**WHAT IS EXPECTED**
Count the lines in the data below that contain the string "interior", and reply with that number only.

**DATA SUPPLIED**
— Start —

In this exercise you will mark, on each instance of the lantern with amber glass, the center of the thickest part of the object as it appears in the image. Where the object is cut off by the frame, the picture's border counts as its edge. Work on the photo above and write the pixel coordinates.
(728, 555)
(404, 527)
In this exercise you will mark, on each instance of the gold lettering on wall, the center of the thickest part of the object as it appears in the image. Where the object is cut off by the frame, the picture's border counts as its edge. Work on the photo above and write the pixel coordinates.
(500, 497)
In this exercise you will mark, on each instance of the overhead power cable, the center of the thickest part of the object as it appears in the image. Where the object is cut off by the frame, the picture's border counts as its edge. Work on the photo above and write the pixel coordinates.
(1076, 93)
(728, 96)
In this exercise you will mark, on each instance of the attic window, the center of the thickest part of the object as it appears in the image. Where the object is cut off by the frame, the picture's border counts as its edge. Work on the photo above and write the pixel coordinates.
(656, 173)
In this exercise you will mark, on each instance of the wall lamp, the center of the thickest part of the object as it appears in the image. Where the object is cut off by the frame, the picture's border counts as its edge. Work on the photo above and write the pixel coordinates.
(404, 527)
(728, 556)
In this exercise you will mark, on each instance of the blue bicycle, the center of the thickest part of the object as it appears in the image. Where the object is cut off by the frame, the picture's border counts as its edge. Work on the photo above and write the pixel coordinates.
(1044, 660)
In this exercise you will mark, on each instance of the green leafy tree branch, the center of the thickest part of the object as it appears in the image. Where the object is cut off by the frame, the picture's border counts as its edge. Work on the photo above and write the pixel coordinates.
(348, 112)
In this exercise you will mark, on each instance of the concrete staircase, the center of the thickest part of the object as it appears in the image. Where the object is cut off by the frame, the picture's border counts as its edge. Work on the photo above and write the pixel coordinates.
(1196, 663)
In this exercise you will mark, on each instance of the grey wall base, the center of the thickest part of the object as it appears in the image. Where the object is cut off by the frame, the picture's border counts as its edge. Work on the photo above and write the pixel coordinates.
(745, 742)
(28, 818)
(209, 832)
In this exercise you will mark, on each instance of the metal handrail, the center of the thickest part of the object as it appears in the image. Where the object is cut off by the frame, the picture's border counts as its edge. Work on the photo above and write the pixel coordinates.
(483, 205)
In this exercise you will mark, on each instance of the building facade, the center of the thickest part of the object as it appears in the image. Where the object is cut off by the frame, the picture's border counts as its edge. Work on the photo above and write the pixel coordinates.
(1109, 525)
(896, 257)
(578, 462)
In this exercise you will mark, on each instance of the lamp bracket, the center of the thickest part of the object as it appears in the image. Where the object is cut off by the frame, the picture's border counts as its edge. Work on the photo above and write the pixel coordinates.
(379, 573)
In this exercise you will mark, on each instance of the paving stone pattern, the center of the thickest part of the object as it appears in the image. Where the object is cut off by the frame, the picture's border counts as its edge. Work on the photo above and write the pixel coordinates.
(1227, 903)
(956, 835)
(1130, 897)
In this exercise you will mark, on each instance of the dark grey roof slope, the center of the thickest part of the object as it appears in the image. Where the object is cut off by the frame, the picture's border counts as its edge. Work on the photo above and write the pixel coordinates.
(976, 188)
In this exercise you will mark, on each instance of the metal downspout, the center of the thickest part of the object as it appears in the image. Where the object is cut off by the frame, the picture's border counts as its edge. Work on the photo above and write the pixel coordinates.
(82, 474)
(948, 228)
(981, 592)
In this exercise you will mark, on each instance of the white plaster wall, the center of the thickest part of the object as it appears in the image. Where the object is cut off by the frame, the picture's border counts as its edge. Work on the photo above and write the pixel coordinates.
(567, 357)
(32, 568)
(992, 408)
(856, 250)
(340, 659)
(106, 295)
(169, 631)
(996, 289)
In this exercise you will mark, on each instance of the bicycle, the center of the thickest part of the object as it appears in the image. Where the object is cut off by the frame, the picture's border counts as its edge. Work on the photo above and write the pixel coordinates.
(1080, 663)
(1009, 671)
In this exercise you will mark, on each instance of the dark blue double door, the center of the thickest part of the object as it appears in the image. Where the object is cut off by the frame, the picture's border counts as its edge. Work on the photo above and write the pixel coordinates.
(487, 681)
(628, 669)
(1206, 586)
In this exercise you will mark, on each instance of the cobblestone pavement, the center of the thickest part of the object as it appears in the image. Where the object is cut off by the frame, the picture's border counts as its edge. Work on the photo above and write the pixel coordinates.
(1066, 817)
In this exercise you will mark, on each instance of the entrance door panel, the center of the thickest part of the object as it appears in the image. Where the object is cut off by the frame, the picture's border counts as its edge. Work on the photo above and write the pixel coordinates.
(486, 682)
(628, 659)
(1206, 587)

— End —
— Start —

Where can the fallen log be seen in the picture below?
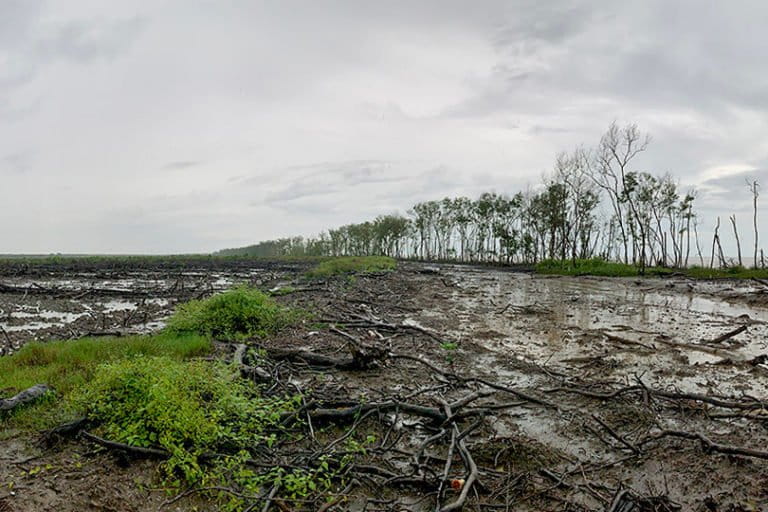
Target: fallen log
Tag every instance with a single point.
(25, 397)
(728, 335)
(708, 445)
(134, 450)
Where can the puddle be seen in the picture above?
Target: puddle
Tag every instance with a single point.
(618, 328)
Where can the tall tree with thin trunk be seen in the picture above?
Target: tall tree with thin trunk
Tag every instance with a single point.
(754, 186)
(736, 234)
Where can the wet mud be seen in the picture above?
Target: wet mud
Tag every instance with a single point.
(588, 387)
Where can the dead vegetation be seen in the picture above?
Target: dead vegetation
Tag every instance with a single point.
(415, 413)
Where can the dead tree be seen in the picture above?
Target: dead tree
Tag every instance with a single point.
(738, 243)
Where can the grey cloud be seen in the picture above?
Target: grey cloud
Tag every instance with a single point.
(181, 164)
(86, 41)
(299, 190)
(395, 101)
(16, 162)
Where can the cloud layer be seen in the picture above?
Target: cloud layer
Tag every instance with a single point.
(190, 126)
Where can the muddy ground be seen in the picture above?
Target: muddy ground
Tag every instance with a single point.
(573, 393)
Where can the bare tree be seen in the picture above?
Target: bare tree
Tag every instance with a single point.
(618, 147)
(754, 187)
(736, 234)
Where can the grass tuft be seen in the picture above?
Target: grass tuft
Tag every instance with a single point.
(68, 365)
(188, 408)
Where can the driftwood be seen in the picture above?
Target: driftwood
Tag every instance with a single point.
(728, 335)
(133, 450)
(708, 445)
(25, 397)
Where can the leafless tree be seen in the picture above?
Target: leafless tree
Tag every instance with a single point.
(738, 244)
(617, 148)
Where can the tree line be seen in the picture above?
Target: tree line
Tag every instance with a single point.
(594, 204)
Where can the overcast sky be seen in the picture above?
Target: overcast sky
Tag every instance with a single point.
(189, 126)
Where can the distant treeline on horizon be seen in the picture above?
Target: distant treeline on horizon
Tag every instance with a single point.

— End —
— Start —

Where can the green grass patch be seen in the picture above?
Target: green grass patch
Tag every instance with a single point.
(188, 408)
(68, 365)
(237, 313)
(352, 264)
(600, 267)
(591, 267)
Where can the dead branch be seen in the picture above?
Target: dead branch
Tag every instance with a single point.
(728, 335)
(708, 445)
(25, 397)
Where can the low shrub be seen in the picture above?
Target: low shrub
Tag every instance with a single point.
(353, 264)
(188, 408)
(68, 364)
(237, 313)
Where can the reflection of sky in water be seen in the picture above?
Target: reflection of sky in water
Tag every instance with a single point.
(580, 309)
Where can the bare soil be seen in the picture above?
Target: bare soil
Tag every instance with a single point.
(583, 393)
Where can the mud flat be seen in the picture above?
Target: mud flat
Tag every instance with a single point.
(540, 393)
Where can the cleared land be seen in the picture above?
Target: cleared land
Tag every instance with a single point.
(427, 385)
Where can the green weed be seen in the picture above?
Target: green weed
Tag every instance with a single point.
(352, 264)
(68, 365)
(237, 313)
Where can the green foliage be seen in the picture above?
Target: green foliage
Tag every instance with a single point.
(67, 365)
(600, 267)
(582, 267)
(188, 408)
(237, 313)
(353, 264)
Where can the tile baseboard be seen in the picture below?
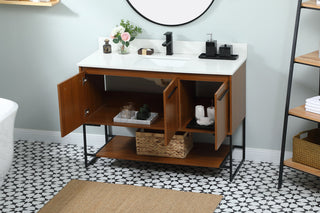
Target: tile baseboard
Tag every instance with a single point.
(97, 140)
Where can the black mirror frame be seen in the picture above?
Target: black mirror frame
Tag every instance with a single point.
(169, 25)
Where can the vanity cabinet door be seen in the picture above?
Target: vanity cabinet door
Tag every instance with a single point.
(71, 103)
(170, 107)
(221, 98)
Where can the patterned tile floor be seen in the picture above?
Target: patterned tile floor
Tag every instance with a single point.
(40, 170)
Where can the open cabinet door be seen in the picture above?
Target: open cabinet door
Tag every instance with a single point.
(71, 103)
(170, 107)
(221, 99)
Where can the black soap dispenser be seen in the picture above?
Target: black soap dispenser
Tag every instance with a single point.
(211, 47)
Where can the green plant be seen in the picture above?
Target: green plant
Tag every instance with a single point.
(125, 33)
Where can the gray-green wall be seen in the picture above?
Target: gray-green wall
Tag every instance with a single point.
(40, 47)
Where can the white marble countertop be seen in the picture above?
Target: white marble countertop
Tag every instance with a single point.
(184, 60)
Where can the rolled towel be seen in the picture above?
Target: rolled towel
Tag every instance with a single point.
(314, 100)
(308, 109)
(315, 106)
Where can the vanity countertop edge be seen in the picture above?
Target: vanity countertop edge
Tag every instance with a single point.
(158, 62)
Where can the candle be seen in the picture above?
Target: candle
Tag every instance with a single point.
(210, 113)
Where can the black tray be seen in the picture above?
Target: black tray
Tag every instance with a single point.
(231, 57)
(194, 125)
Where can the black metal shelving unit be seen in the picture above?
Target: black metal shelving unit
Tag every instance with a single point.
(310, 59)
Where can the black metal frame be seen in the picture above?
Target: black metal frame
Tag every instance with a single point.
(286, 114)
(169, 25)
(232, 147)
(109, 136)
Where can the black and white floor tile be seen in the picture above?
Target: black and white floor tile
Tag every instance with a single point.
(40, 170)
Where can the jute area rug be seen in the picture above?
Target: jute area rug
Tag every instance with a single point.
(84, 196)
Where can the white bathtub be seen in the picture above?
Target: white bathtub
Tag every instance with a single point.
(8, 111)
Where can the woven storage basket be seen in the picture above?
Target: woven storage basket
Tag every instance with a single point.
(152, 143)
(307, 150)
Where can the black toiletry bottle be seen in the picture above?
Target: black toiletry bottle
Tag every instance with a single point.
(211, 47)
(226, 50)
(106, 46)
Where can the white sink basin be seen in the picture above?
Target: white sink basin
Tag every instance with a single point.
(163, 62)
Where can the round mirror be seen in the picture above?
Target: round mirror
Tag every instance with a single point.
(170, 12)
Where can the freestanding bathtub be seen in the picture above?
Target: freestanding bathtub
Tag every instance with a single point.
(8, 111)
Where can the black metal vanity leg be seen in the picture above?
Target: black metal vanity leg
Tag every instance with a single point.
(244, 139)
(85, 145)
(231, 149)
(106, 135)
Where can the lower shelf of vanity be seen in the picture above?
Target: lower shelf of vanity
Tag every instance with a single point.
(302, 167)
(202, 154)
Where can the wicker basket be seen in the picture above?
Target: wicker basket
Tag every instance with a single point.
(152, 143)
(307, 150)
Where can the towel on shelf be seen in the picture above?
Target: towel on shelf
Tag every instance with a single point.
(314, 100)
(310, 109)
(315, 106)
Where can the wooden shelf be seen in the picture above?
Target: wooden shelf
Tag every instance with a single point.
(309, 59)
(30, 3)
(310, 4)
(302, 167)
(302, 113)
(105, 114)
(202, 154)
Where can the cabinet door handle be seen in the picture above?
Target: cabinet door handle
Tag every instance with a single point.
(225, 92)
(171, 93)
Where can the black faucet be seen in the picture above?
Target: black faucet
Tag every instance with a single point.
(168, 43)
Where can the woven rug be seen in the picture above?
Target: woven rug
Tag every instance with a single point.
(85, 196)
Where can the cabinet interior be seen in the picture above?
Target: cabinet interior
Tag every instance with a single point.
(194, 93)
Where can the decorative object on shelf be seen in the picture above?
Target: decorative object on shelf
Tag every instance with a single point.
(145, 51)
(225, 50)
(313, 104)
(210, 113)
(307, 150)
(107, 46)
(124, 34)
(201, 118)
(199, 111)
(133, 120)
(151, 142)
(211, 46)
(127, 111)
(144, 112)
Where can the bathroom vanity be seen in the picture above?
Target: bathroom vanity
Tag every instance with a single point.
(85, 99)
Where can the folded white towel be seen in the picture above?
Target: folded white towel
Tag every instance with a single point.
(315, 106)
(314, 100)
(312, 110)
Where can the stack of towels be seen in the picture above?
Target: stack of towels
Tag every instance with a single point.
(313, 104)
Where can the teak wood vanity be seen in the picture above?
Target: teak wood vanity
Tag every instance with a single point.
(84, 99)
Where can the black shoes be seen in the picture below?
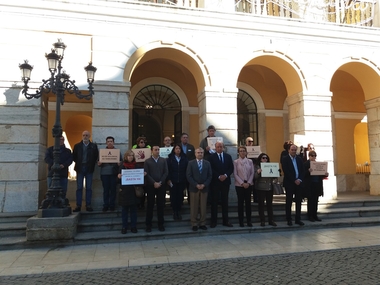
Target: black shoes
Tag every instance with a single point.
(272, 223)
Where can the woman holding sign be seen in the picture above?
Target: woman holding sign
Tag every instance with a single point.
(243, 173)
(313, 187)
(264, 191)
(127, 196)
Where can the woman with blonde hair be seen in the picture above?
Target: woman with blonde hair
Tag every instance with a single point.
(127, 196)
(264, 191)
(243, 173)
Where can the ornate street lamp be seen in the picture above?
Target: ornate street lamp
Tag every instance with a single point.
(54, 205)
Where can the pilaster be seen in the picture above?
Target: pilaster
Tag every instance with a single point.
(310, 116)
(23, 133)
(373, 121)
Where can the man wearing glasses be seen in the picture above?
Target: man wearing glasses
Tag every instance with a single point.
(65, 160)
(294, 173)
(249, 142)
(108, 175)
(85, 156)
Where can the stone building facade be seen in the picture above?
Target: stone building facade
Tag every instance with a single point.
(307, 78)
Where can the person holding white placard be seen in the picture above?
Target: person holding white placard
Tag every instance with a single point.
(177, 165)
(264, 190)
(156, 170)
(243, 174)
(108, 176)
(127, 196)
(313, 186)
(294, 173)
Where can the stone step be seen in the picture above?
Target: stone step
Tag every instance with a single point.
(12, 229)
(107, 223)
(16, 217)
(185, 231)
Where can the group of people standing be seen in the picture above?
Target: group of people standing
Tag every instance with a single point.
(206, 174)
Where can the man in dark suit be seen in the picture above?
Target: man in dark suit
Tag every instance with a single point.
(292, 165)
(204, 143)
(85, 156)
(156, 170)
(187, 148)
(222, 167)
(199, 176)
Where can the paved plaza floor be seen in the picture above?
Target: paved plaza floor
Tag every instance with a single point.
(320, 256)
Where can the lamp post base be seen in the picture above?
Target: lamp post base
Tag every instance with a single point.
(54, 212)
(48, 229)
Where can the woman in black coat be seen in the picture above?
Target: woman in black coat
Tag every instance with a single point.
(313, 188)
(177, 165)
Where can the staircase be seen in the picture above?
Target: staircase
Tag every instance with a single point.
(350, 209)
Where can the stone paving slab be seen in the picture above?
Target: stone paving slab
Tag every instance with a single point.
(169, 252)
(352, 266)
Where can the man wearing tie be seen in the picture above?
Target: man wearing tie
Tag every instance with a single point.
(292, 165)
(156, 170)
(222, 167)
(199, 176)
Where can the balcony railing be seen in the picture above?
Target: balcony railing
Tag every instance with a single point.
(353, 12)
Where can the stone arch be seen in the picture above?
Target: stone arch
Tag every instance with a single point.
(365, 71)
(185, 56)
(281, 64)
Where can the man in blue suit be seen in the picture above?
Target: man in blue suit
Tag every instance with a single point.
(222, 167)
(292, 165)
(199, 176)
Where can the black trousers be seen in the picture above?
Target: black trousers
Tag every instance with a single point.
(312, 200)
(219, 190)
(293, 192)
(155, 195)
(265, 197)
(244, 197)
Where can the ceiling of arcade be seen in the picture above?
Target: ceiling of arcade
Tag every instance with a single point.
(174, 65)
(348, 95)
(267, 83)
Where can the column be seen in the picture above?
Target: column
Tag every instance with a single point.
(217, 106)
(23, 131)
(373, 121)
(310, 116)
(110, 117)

— End —

**OUTPUT FOR THIS TASK**
2